**Task objective**
Show each line of the data below that contains the string "column".

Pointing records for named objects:
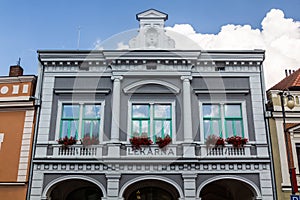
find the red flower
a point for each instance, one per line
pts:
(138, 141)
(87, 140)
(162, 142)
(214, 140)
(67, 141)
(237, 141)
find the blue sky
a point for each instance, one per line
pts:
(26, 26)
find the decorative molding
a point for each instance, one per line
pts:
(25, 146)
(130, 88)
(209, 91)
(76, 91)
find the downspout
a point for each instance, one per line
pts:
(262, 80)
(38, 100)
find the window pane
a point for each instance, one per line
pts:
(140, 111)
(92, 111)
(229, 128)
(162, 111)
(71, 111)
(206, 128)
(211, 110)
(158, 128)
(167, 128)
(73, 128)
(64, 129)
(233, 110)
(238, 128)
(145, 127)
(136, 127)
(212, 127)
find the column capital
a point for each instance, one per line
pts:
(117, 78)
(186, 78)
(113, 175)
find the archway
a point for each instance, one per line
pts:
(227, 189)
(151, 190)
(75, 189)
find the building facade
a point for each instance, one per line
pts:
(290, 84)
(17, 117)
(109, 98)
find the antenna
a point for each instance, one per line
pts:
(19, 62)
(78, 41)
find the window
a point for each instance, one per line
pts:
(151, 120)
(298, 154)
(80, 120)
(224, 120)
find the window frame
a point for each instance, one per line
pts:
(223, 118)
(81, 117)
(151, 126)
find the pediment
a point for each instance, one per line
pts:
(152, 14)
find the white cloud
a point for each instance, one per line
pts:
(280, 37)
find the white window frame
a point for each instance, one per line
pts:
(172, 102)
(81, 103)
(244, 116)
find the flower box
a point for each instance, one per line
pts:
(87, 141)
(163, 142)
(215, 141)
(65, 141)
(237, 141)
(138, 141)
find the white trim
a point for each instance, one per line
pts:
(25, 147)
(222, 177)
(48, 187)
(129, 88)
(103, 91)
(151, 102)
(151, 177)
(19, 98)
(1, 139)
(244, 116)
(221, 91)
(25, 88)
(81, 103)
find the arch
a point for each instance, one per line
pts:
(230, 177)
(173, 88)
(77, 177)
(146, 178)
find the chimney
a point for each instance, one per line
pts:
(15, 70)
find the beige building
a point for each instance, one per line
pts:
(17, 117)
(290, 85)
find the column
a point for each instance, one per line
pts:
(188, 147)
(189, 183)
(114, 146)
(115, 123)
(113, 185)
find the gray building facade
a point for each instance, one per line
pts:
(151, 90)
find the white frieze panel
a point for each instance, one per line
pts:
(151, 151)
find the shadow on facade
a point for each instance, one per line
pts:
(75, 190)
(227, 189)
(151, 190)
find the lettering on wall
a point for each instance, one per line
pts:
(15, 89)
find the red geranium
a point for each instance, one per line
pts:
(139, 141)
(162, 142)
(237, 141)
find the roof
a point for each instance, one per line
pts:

==

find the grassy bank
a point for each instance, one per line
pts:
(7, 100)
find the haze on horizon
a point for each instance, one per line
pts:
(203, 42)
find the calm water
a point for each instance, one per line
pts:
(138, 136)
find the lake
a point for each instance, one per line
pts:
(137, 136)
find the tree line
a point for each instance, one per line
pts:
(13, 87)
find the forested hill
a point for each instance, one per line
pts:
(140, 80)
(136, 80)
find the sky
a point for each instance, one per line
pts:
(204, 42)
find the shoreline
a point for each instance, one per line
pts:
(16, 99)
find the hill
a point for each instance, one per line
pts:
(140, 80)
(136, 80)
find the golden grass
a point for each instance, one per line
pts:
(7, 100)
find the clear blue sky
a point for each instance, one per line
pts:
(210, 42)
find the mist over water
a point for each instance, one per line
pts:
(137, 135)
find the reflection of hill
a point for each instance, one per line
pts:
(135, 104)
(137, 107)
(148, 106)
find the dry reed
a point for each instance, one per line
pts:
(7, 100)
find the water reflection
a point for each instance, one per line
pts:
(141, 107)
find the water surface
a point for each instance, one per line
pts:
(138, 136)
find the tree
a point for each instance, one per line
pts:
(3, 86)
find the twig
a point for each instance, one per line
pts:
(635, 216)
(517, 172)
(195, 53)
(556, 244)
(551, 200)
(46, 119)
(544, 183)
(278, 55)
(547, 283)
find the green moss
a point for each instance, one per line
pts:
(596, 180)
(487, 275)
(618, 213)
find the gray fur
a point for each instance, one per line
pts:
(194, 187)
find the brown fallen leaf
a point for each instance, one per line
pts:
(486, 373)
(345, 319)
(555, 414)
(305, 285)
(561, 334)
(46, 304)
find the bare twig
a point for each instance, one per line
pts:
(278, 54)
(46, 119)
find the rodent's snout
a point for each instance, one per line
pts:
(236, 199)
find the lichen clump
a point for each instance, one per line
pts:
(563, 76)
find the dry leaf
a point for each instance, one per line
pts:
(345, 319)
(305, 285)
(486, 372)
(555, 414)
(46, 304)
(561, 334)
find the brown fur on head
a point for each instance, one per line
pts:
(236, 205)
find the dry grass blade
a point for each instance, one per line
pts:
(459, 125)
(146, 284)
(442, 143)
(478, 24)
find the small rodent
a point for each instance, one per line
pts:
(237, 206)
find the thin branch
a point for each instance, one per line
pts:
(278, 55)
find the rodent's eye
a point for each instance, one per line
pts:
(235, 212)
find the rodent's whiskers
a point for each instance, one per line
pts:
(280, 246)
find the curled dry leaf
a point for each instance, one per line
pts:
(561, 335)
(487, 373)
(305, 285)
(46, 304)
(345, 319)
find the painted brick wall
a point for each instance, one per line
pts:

**Written solution**
find the column capital
find the column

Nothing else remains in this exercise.